(To do):
Copy, without any change, the lines from the one that holds "Target: slab of butter" through the final line of the material below.

(Given records):
☆ ☆ ☆ ☆ ☆ ☆ ☆

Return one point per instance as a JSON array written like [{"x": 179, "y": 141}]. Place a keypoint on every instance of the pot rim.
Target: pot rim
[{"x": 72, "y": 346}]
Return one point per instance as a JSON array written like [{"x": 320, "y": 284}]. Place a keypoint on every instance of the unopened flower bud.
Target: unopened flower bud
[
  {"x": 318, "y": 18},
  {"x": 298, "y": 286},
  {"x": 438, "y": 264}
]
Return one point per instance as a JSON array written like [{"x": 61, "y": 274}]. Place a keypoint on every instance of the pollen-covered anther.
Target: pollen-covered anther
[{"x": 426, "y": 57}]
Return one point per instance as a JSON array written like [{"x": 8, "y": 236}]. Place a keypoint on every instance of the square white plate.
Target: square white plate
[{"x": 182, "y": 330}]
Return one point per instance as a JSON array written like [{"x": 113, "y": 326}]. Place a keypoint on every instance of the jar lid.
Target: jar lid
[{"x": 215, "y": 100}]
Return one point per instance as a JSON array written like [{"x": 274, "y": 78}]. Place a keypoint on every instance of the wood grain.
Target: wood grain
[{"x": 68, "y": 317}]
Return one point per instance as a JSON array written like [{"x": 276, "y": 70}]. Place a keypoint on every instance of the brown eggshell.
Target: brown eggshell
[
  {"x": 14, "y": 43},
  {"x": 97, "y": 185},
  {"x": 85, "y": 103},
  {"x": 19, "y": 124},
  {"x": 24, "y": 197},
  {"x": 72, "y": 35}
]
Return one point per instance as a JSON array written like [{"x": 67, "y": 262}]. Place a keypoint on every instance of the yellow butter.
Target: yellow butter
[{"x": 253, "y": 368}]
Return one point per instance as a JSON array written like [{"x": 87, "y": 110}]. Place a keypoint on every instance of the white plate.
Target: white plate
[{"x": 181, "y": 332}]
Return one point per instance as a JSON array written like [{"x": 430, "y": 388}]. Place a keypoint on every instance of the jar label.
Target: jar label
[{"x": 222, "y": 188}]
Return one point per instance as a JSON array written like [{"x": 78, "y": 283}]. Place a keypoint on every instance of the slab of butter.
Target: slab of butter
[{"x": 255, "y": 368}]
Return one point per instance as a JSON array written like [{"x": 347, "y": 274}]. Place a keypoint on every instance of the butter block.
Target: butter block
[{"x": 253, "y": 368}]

☆ ☆ ☆ ☆ ☆ ☆ ☆

(Exercise output):
Target: slab of butter
[{"x": 255, "y": 368}]
Return one point per instance as a JSON array written like [{"x": 347, "y": 274}]. Place a keypoint on every instance of the butter block.
Target: butter block
[{"x": 253, "y": 368}]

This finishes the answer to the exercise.